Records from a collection
— START —

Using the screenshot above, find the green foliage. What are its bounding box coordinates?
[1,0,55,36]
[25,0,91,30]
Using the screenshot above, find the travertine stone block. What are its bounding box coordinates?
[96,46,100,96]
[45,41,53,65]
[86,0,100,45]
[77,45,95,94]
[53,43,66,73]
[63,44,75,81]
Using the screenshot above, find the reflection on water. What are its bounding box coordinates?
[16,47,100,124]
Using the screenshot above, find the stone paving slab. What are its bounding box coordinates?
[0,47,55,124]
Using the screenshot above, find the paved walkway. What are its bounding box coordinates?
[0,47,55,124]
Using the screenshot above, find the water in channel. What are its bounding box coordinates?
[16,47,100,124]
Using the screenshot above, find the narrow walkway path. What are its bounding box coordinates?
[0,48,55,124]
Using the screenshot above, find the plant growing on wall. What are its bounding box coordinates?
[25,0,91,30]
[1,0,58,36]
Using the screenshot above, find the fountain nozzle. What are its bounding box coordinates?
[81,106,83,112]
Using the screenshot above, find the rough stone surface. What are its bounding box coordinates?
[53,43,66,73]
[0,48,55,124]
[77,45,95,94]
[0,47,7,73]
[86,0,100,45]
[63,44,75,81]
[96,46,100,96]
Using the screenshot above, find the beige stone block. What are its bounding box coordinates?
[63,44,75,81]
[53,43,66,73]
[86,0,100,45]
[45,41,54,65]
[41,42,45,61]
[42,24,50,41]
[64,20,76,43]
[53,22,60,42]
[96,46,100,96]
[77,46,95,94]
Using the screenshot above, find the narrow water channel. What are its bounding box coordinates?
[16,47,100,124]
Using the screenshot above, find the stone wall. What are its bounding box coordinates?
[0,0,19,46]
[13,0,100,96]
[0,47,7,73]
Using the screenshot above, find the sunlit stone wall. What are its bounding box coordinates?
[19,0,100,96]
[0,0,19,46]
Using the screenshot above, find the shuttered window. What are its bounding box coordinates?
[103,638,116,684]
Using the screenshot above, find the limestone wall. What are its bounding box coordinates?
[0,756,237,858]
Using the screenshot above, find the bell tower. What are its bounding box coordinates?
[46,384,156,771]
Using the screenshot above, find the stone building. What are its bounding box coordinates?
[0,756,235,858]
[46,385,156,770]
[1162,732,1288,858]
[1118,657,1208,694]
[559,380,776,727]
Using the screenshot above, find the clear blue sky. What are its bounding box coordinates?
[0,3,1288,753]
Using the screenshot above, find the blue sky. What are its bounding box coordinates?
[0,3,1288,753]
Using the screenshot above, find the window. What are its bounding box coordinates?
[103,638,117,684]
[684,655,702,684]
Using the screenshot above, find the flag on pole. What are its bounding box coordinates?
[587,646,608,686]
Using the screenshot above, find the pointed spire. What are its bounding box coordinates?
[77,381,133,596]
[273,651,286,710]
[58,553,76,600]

— END —

**TASK PROMPT**
Rewrite all of the records above as a numbered list, leaving out any blank lines.

**SOLUTION**
1. Using the screenshot above, find the green foliage. What are its bounding box coordinates?
2. [1,0,55,36]
3. [25,0,91,30]
4. Using the screenshot above, find the travertine stone block. What are its bounding box coordinates?
5. [96,46,100,96]
6. [45,41,53,65]
7. [86,0,100,45]
8. [77,45,95,94]
9. [53,43,66,73]
10. [63,44,75,81]
11. Using the screenshot above, find the reflection on water. What are its bounding box coordinates?
12. [16,47,100,124]
13. Using the screenshot above, find the stone paving slab. What are its bounding box coordinates?
14. [0,47,55,124]
15. Using the screenshot above, find the paved walkway. What are its bounding box coordinates?
16. [0,47,55,124]
17. Using the screenshot above, find the water in channel. What are its bounding box coordinates?
18. [16,47,100,124]
19. Using the screenshot above, find the narrow walkway path. What are its bounding box coordinates?
20. [0,48,55,124]
21. Using the screenshot above, find the plant growing on wall. What are its bounding box coordinates?
22. [25,0,91,30]
23. [1,0,58,36]
24. Using the screenshot above, find the fountain nozzle. What are its bounding box coordinates?
25. [81,106,83,112]
26. Using the screenshot above, find the rough stone surface. What are its bounding box coordinates?
27. [53,43,66,73]
28. [0,48,55,124]
29. [77,45,95,94]
30. [0,47,7,73]
31. [86,0,100,45]
32. [63,44,75,81]
33. [96,46,100,96]
34. Using the screenshot above, find the beige stone block. What are its bounding box coordinates?
35. [63,44,75,81]
36. [53,43,66,73]
37. [86,0,100,45]
38. [45,41,54,65]
39. [41,42,45,61]
40. [42,24,50,41]
41. [64,20,76,43]
42. [53,22,60,42]
43. [96,46,100,96]
44. [77,46,95,94]
45. Using the screenshot above, find the narrow water channel. What are its bounding box coordinates?
46. [16,47,100,124]
47. Using the screenshot above, find the stone wall. What are its bounding box coordinates?
48. [0,0,19,46]
49. [13,0,100,96]
50. [0,47,7,73]
51. Using the screenshot above, find the sunlit stone wall. What are its bounding box coordinates?
52. [19,0,100,96]
53. [0,0,19,46]
54. Using the screenshot above, find the shuttered window. What are its bounding box coordinates?
55. [103,638,116,684]
56. Using the screenshot above, find the limestone wall. What are its bounding box coordinates?
57. [0,756,237,858]
58. Using the screenshot above, find the bell tower. What are its bounding box coordinates?
59. [46,384,156,771]
60. Using the screenshot above, find the stone building. What are its bounding box coordinates?
61. [0,756,235,858]
62. [46,385,156,770]
63. [1162,732,1288,858]
64. [1118,657,1208,694]
65. [559,380,776,727]
66. Using the screenshot above, find the clear blue sky. What are its bounding box coordinates?
67. [0,3,1288,753]
68. Using the screenshot above, find the blue sky. What are its bounding box coordinates?
69. [0,3,1288,753]
70. Using the screenshot above, find the window. What are its bounding box coordinates?
71. [103,638,117,684]
72. [684,655,702,684]
73. Using the screenshot above, find the flag on pole. What are its bounding box coordinates?
74. [587,646,608,686]
75. Using the screenshot above, find the pointed spire. What are its bounding box coordinates?
76. [77,381,133,596]
77. [273,651,286,710]
78. [58,553,76,600]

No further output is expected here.